The United States Department of Justice released the details of the agreement on Friday:
"In a plea agreement filed with a criminal information in federal court in Austin, Texas, Blue Bell agreed to plead guilty to two misdemeanor counts of distributing adulterated ice cream products and pay a criminal fine and forfeiture amount totaling $17.25 million. Blue Bell also agreed to pay an additional $2.1 million to resolve civil False Claims Act allegations regarding ice cream products manufactured under insanitary conditions and sold to federal facilities. The total $19.35 million in fine, forfeiture, and civil settlement payments constitutes the second largest-ever amount paid in resolution of a food-safety matter."
Blue Bell temporarily closed all of its plants in late April 2015 to clean and update the facilities.
The DOJ did acknowledge, "Since re-opening its facilities in late 2015, Blue Bell has taken significant steps to enhance sanitation processes and enact a program to test products for listeria prior to shipment."
Blue Bell reaffirmed their commitment to food safety in a statement released on Friday:
“Today we are a new, different and better Blue Bell. Our agreement with the government involves events that took place five years ago before we shut down and revamped our production facilities and procedures. Since resuming production in the summer of 2015, we test our ice cream and deliver it to stores only after independent tests confirm it is safe.”
DOJ laid out the chain of events in their official statement:
“Texas state officials notified Blue Bell in February 2015 that two ice cream products from the company’s Brenham, Texas factory tested positive for Listeria monocytogenes, a dangerous pathogen that can lead to serious illness or death in vulnerable populations such as pregnant women, newborns, the elderly, and those with compromised immune systems.”
“Blue Bell directed its delivery route drivers to remove remaining stock of the two products from store shelves, but the company did not recall the products or issue any formal communication to inform customers about the potential listeria contamination. Two weeks after receiving notification of the first positive listeria tests, Texas state officials informed Blue Bell that additional testing confirmed listeria in a third product. Blue Bell again chose not to issue any formal notification to customers regarding the positive tests.”

**Your instructions**
Pick up the Blue Bell listeria case text after its last sentence and keep writing it.

**Items listed in a dataset**
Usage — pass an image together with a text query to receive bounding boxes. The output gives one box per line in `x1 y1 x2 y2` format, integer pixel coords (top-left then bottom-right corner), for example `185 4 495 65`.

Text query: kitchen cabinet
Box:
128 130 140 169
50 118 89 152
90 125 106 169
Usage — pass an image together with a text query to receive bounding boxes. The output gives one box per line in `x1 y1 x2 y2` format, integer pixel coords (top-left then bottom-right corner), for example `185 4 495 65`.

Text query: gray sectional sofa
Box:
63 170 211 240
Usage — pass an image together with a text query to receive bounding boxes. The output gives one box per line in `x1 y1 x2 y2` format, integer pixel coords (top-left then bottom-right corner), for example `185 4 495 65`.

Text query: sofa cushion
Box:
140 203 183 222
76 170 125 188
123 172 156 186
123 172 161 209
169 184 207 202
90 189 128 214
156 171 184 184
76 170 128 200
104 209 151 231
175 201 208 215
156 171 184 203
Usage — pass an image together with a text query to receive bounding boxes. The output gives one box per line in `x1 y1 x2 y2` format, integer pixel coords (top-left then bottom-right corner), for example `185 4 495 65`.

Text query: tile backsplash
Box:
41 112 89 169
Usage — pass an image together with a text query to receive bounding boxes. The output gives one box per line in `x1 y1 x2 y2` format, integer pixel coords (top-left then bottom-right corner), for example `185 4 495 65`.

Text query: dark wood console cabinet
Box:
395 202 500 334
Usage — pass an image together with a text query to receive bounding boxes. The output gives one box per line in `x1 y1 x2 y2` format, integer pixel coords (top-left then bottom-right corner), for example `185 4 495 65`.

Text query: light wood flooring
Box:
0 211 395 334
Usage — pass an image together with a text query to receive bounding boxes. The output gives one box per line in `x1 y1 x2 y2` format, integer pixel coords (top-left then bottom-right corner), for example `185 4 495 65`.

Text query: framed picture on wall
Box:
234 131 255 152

**Exercise response**
“In March 2015, tests conducted by the Food and Drug Administration (FDA) and Centers for Disease Control and Prevention (CDC) linked the strain of listeria in one of the Blue Bell ice cream products to a strain that sickened five patients at a Kansas hospital with listeriosis, the severe illness caused by ingestion of listeria-contaminated food.”
“The FDA, CDC, and Blue Bell all issued public recall notifications on March 13, 2015. Subsequent tests confirmed listeria contamination in a product made at another Blue Bell facility in Broken Arrow, Oklahoma, which led to a second recall announcement on March 23, 2015.”
"According to the allegations filed against Kruse, Blue Bell's former president allegedly orchestrated a scheme to deceive certain Blue Bell customers after he learned that products from the company's Texas factory tested positive for Listeria monocytogenes. Kruse specifically is asserted to have directed other Blue Bell employees to remove potentially contaminated products from store freezers without notifying retailers or consumers about the real reason for the withdrawal. Kruse also is alleged to have directed employees to tell customers who asked why products were removed that there had been an unspecified issue with a manufacturing machine instead of that samples of the products had tested positive for listeria."
The criminal charges against Kruse are still pending as of May 1, 2020.